◆ Exercise data:
- - - - - - -

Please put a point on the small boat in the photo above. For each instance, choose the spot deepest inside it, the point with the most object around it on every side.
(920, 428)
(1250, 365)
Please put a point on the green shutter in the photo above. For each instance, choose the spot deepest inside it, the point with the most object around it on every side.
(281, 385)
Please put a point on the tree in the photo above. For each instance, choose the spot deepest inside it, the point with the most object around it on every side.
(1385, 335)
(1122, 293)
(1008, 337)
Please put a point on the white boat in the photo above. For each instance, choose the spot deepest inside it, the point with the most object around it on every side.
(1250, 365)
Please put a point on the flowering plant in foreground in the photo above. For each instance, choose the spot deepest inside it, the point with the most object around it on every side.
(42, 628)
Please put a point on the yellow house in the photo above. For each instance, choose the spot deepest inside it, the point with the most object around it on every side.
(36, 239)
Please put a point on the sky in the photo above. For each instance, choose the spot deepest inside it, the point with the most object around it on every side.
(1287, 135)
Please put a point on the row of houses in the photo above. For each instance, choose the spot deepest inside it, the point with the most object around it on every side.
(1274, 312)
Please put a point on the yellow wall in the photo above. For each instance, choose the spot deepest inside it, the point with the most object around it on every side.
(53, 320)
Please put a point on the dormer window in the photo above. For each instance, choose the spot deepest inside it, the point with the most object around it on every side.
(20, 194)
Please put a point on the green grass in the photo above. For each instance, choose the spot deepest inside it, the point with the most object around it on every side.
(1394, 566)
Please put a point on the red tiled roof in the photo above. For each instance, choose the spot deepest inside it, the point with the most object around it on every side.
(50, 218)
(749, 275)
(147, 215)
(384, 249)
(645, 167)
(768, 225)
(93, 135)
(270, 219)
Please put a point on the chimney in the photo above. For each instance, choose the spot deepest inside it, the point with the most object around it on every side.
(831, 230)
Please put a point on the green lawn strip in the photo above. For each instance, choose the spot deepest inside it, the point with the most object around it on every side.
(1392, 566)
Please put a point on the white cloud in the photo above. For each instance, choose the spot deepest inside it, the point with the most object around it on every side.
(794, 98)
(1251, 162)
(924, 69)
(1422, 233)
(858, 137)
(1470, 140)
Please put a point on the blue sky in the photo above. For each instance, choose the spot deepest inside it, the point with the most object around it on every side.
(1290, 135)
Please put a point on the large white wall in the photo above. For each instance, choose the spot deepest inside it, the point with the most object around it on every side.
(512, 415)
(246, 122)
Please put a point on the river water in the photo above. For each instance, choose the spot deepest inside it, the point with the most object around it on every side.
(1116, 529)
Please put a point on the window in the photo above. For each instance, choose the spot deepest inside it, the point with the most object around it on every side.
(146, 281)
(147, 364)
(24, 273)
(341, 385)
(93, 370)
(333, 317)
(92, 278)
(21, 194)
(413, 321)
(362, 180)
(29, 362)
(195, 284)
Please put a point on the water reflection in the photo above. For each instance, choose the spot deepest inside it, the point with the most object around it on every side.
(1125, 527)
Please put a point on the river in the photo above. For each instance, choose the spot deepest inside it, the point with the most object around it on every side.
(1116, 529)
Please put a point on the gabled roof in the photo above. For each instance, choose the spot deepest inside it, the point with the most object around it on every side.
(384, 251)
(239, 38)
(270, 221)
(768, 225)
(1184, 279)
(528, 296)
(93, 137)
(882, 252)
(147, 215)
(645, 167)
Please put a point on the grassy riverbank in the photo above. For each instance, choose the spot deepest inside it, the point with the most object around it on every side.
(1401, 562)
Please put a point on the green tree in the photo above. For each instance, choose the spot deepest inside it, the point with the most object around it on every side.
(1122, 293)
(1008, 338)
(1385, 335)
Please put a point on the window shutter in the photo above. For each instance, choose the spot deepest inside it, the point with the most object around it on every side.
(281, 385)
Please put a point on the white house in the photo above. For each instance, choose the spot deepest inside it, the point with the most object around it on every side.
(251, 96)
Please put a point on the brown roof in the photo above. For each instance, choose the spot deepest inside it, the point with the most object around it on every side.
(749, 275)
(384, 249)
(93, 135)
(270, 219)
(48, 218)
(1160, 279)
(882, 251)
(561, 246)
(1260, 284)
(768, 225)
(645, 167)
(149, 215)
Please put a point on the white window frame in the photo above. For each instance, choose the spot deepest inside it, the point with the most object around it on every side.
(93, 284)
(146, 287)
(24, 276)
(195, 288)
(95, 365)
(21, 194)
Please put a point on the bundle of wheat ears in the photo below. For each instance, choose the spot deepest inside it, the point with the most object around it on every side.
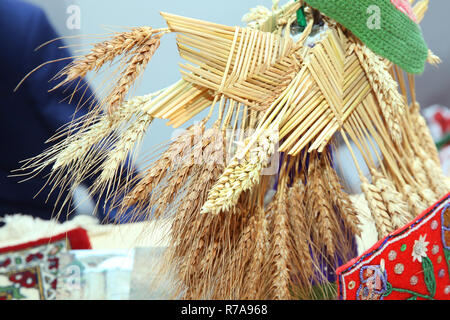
(276, 104)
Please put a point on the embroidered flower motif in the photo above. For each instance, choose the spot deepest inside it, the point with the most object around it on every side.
(446, 227)
(405, 7)
(373, 283)
(420, 249)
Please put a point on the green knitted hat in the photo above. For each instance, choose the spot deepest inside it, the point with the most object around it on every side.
(397, 37)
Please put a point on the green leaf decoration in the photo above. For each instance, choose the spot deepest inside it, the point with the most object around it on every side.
(430, 279)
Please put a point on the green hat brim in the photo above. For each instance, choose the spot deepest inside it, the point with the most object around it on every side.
(398, 38)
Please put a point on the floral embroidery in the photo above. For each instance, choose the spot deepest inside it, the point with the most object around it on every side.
(405, 7)
(420, 249)
(373, 283)
(445, 219)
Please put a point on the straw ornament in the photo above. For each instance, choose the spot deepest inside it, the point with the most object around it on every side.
(279, 93)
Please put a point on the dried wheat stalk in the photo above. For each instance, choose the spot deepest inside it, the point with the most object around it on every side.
(134, 68)
(385, 89)
(377, 207)
(173, 156)
(253, 278)
(319, 206)
(279, 255)
(300, 255)
(342, 200)
(422, 131)
(241, 175)
(105, 52)
(127, 143)
(398, 210)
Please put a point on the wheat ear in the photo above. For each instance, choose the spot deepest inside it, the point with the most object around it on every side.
(279, 259)
(342, 201)
(398, 210)
(385, 89)
(136, 65)
(423, 133)
(152, 176)
(319, 205)
(302, 262)
(377, 208)
(105, 52)
(241, 175)
(416, 205)
(254, 275)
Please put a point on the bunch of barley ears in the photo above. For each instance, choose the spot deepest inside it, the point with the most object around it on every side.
(319, 205)
(135, 66)
(342, 200)
(141, 194)
(415, 202)
(253, 278)
(385, 88)
(423, 133)
(302, 262)
(377, 208)
(279, 251)
(397, 208)
(241, 175)
(129, 140)
(105, 52)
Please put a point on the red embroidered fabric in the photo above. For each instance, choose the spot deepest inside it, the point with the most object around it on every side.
(412, 263)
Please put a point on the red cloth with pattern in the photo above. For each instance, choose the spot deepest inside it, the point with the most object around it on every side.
(412, 263)
(29, 271)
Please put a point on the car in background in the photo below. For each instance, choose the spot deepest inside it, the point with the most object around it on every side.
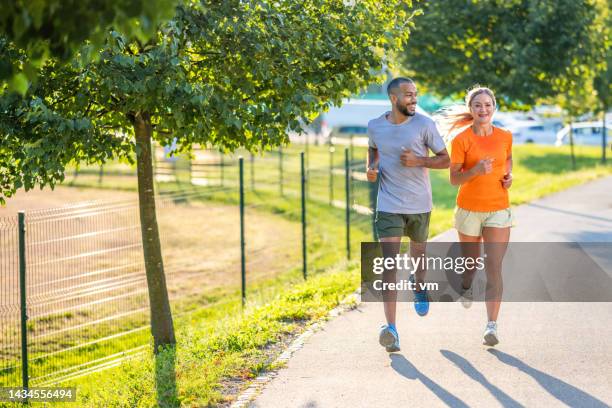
(528, 128)
(536, 133)
(584, 133)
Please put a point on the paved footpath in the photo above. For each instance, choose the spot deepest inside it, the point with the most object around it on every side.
(550, 354)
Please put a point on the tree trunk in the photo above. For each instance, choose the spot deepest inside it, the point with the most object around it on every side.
(161, 314)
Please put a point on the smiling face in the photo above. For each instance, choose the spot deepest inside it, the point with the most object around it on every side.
(404, 99)
(482, 108)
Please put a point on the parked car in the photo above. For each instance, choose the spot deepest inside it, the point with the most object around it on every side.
(539, 134)
(584, 133)
(527, 128)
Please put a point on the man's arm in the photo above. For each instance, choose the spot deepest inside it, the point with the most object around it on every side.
(440, 161)
(372, 164)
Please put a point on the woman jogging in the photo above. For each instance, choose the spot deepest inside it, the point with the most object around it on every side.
(481, 165)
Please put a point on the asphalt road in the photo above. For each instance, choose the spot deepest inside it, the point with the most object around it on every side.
(550, 353)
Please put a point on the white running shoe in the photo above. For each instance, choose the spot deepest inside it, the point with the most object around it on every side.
(389, 339)
(490, 334)
(466, 297)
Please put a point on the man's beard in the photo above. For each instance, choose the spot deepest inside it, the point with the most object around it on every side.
(404, 110)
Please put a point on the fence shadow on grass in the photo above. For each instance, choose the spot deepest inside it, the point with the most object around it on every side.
(165, 378)
(557, 162)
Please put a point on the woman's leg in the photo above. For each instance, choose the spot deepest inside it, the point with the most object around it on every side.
(495, 243)
(470, 248)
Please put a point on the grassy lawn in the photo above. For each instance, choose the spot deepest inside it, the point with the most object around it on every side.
(219, 345)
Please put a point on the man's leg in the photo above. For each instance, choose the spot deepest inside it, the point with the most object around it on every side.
(417, 250)
(391, 247)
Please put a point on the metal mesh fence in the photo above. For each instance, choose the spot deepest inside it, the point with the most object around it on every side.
(87, 301)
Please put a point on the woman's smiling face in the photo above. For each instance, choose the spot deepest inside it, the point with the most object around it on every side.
(482, 108)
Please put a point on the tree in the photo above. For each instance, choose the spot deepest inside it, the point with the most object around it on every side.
(524, 50)
(238, 73)
(57, 28)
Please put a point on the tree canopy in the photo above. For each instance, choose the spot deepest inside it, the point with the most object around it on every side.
(524, 50)
(56, 28)
(229, 74)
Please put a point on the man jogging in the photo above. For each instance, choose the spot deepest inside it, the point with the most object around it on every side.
(399, 143)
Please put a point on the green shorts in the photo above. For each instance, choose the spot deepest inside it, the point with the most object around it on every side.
(415, 226)
(472, 222)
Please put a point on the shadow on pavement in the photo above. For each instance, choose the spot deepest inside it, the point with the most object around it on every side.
(504, 399)
(400, 364)
(564, 392)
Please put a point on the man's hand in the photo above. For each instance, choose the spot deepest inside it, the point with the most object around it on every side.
(485, 166)
(372, 175)
(507, 181)
(409, 159)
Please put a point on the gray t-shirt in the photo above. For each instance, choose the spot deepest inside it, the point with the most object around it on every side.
(403, 190)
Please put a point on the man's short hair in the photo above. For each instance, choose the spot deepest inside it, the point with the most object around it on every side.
(396, 83)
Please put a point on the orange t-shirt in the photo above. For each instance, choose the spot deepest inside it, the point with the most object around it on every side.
(485, 192)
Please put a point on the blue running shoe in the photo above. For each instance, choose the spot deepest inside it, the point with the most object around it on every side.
(421, 300)
(389, 339)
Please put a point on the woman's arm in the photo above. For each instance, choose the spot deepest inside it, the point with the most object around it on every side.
(458, 177)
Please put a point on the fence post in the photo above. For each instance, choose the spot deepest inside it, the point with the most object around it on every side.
(373, 198)
(347, 178)
(604, 142)
(190, 159)
(252, 172)
(23, 303)
(100, 174)
(571, 134)
(331, 175)
(222, 168)
(280, 169)
(242, 255)
(303, 182)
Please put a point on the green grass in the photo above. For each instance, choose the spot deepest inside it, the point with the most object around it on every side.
(218, 342)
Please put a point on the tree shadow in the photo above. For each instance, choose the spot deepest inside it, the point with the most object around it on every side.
(564, 392)
(557, 163)
(465, 366)
(400, 364)
(165, 378)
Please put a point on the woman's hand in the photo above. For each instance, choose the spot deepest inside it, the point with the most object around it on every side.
(507, 181)
(485, 166)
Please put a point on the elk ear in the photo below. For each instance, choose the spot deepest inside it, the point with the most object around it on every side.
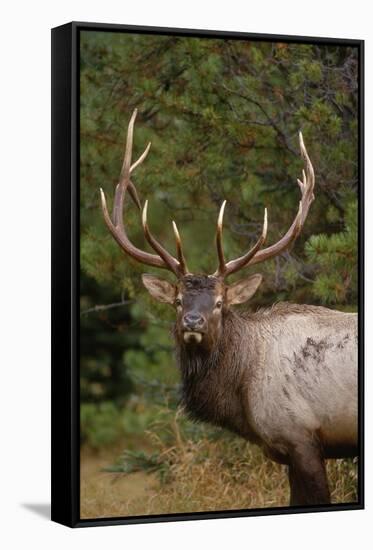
(240, 292)
(161, 290)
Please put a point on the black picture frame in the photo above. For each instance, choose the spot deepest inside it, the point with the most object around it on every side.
(65, 274)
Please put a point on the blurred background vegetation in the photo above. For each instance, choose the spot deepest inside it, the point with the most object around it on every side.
(223, 117)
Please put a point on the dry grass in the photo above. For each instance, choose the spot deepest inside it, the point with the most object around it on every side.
(225, 473)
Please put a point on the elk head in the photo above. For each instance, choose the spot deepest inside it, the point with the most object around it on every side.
(199, 300)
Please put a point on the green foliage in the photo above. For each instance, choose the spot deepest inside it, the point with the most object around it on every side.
(336, 281)
(223, 118)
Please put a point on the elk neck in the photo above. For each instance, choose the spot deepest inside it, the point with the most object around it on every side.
(213, 381)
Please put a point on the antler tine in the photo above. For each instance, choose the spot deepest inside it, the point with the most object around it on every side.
(173, 264)
(180, 255)
(239, 263)
(255, 255)
(116, 225)
(219, 241)
(306, 186)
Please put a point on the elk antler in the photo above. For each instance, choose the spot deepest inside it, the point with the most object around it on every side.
(255, 255)
(116, 225)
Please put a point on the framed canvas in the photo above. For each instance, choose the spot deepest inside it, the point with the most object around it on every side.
(207, 315)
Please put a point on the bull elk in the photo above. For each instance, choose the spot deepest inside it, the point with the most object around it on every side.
(284, 378)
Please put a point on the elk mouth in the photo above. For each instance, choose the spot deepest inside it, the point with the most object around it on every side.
(192, 337)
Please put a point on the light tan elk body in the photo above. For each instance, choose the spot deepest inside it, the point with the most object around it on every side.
(285, 377)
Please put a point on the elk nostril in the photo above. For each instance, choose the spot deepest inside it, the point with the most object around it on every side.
(193, 320)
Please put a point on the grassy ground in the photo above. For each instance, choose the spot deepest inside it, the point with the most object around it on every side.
(180, 474)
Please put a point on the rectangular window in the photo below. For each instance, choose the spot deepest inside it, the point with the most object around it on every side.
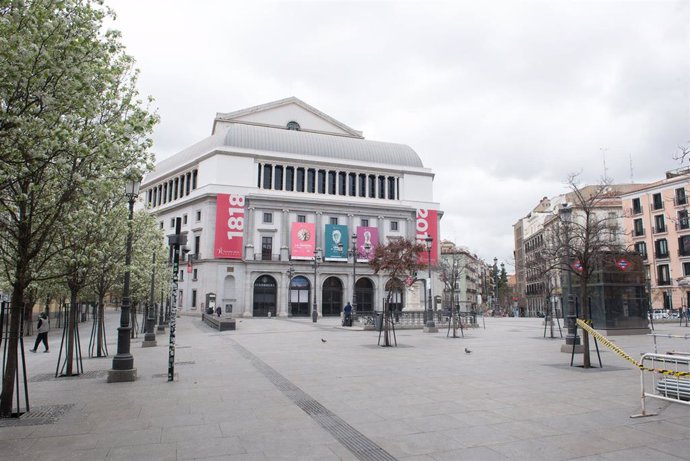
(266, 248)
(663, 275)
(299, 186)
(681, 198)
(278, 183)
(639, 229)
(331, 182)
(661, 248)
(684, 245)
(268, 176)
(683, 222)
(289, 178)
(371, 187)
(659, 224)
(342, 186)
(322, 181)
(311, 180)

- - - - - - -

◆ Exercise directions:
Put the listing, starting with the line that contains "Please put a point on the sky" and going on through the line that contains "(1392, 566)", both included, into a two-column CSV with the headers label_text and point_list. Each row should pair one label_text with its point_list, with every field quoted and line breaks replaced by spaces.

◆ Exercise result:
label_text,point_list
"Please put a point on the sky in the photo above. For each instance, choose the spot deepest inside it, the point with the most object around it on every side.","(1287, 135)"
"Please put a point on the row of houses in the photo above. For each instance, choose the spot deepest inside it, the point with the most object around it on every side.","(1274, 312)"
"Please put a point on the yellow wall in the photo above. For each instance, choose the spot deepest inside it, the point with the most object around it on every side.","(53, 320)"
"Please put a point on the dormer window in the photo above. For each instance, choose the spot deepest inside it, the point with the most object around it on every side.","(20, 194)"
"Please put a point on the green grass in the photo above. For each instance, choose the spot deepest inside it, the point with the most object around it on every side.","(1394, 566)"
"Please put a point on the red tiled roof in the photo above. For each instance, choose the spot deepest inside it, the point with the most object around it on every side.","(50, 218) (749, 275) (147, 215) (384, 249) (645, 167) (768, 225) (93, 135) (270, 219)"
"Please put a point on the chimney in the photo above. For each instance, choose the spot deepest inside it, the point with the most object around it on every side.","(831, 230)"
"Please put a point on the green lawn strip in the photo above. For each instance, choose the spot deepest inside it, the point with the most object around it on every side.","(1392, 566)"